**Goal**.
How many of the lines below contain the string "tailgate"? Reply with the number alone.

Location identification items

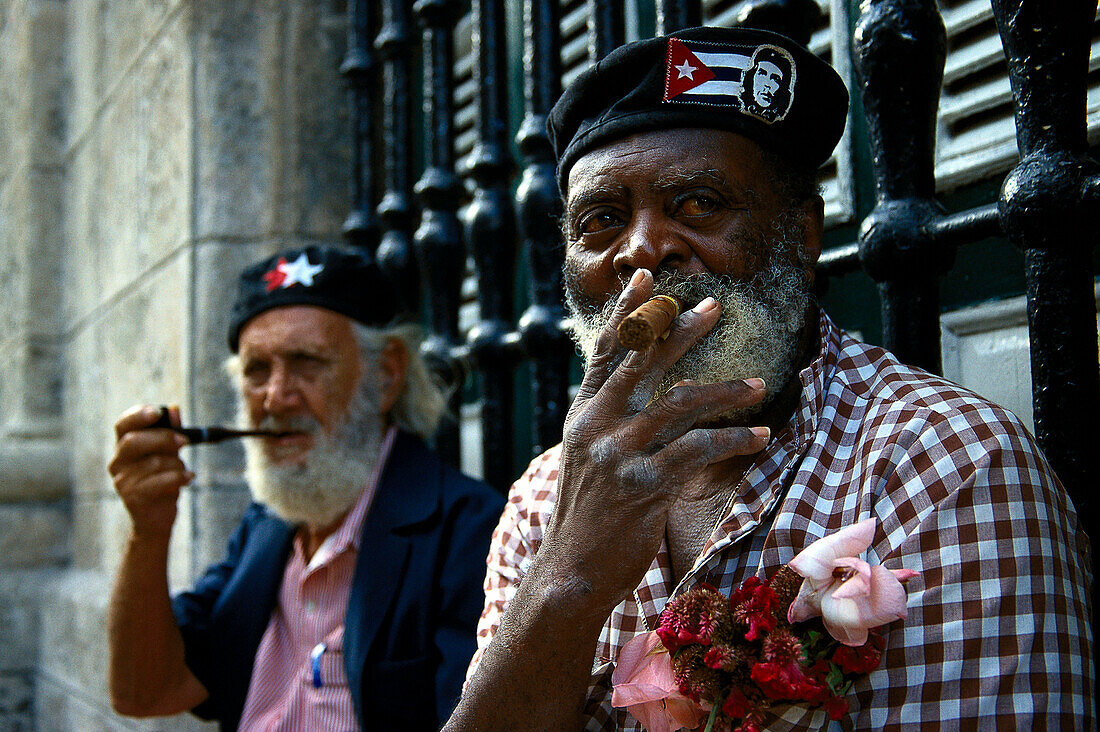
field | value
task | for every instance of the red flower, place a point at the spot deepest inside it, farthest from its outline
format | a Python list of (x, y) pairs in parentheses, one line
[(785, 681), (692, 618), (737, 705), (782, 646), (862, 659), (755, 605)]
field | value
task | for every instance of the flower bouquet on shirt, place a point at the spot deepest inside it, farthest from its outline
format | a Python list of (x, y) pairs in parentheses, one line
[(803, 636)]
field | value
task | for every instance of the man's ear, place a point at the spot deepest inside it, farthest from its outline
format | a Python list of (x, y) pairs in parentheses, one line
[(813, 227), (393, 367)]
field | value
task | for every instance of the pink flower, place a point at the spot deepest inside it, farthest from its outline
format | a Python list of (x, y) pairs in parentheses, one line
[(848, 593), (647, 687)]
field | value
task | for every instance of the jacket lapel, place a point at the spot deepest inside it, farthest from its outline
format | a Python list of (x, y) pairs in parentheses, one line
[(408, 493)]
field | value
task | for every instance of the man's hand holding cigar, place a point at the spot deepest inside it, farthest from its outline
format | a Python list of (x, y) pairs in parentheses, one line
[(626, 459)]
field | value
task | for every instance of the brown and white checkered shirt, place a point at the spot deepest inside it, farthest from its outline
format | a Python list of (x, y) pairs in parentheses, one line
[(998, 626)]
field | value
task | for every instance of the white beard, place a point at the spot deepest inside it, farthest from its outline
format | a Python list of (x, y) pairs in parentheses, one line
[(334, 472), (757, 334)]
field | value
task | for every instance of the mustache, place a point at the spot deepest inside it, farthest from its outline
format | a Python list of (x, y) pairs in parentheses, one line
[(296, 424)]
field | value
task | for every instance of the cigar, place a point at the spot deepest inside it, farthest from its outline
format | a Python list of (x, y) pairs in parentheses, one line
[(213, 433), (649, 321)]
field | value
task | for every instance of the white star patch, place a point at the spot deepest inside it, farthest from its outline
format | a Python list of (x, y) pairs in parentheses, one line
[(299, 272), (685, 70)]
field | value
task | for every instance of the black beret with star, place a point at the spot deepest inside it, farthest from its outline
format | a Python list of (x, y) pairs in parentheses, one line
[(758, 84), (337, 280)]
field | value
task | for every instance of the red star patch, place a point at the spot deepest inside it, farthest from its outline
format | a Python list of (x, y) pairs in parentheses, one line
[(683, 70), (276, 275)]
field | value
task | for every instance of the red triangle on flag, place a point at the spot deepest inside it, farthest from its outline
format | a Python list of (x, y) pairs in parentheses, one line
[(684, 70)]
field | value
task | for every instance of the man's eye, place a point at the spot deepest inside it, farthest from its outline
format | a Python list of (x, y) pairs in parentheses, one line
[(596, 221), (699, 206), (255, 373)]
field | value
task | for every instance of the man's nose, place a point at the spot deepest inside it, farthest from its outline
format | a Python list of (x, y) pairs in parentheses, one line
[(281, 392), (651, 243)]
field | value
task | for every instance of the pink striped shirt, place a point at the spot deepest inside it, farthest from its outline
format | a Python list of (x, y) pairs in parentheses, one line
[(298, 677)]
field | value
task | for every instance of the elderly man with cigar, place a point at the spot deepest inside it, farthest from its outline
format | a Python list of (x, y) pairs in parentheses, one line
[(350, 591), (707, 460)]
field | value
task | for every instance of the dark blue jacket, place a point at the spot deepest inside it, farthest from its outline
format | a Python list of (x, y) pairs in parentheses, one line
[(415, 600)]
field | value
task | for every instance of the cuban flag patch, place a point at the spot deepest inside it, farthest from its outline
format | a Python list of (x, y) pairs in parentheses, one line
[(758, 80)]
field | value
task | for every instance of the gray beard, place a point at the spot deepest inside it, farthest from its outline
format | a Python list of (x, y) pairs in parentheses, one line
[(757, 334), (334, 472)]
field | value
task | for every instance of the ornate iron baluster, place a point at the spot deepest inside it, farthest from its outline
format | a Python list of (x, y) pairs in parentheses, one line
[(606, 28), (539, 206), (677, 14), (900, 46), (395, 209), (438, 239), (360, 227), (1049, 208), (491, 232)]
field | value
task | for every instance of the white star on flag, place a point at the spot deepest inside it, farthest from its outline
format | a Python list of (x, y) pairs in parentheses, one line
[(685, 70), (300, 272)]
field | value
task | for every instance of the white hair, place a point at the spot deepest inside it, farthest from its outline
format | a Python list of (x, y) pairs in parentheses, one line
[(422, 402)]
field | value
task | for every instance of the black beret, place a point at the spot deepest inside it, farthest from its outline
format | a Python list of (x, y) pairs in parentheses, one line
[(337, 280), (703, 77)]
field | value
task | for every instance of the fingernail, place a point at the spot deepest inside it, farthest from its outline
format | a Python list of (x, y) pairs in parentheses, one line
[(705, 305)]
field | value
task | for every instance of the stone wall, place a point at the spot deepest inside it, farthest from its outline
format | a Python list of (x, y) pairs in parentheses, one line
[(149, 149)]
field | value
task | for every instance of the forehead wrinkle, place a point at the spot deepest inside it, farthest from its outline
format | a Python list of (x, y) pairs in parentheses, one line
[(683, 177), (595, 190), (679, 178)]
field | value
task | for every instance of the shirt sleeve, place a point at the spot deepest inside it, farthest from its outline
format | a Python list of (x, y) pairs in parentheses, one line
[(514, 543), (998, 629)]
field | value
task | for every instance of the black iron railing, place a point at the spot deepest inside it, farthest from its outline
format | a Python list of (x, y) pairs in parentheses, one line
[(1047, 205)]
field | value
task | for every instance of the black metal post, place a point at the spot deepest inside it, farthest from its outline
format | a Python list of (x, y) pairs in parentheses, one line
[(360, 227), (1048, 208), (606, 28), (395, 209), (491, 232), (678, 14), (439, 238), (900, 46), (539, 208)]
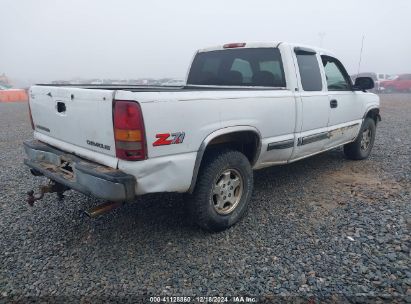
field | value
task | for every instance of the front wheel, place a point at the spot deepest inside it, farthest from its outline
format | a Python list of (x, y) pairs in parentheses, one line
[(223, 190), (362, 146)]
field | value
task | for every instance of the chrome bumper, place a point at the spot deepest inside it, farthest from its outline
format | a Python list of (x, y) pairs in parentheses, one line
[(79, 174)]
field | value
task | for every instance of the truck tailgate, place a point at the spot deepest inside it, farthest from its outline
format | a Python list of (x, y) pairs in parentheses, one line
[(80, 117)]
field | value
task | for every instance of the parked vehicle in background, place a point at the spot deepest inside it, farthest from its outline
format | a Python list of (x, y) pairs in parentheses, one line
[(401, 83), (245, 107), (174, 82), (377, 77)]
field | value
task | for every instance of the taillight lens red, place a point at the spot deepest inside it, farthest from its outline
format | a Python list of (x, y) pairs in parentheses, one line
[(129, 131)]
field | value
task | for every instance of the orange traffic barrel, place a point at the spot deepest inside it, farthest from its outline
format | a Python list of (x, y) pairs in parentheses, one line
[(13, 95)]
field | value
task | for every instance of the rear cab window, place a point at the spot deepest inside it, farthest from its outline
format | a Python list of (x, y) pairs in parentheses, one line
[(238, 67), (336, 75), (309, 69)]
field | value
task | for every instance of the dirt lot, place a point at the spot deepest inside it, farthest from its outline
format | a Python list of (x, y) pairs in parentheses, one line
[(323, 227)]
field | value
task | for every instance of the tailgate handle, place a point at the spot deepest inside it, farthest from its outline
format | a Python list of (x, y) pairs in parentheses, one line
[(61, 107)]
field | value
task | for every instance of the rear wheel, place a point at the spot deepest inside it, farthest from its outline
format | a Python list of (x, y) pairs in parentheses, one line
[(223, 190), (362, 146)]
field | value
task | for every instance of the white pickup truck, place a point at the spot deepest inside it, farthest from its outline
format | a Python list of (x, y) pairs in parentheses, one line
[(245, 106)]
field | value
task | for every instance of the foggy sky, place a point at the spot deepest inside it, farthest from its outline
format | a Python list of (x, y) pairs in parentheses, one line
[(42, 40)]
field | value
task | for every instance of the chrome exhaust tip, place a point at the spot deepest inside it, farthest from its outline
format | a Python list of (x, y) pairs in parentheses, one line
[(102, 209)]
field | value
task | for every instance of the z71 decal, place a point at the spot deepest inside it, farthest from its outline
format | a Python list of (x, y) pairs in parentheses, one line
[(165, 139)]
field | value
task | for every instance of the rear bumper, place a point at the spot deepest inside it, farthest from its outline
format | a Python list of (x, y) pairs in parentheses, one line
[(79, 174)]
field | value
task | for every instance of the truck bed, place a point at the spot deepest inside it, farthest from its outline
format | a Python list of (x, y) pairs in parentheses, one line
[(146, 88)]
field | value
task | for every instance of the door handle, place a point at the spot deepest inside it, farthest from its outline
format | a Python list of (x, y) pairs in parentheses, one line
[(333, 103)]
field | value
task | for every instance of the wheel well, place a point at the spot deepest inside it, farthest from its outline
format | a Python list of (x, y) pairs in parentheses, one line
[(247, 142), (374, 114)]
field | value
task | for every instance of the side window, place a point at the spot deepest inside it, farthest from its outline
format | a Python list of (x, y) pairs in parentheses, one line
[(335, 74), (309, 71)]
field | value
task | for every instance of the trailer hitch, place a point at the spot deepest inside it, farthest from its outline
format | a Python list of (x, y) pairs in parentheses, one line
[(51, 187)]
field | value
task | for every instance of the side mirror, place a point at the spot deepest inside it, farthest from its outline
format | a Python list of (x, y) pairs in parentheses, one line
[(363, 83)]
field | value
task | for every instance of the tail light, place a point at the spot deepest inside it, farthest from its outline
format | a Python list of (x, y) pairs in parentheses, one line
[(129, 131), (31, 116)]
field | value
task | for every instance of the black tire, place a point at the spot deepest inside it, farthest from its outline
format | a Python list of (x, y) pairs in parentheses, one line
[(358, 149), (204, 205)]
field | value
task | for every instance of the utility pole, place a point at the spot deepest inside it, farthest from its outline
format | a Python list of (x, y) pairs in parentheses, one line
[(321, 35), (362, 46)]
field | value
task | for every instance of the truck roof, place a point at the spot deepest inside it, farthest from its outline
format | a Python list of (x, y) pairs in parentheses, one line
[(273, 44)]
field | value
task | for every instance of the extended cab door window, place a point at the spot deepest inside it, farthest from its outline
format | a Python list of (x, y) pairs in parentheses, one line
[(335, 74), (313, 104)]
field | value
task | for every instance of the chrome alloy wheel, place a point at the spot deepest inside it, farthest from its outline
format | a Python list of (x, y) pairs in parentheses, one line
[(366, 139), (227, 191)]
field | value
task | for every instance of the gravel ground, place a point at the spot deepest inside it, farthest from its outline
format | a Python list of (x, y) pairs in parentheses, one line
[(323, 227)]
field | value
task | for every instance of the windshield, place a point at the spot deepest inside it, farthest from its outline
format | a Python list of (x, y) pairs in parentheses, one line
[(238, 67)]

**Worked solution**.
2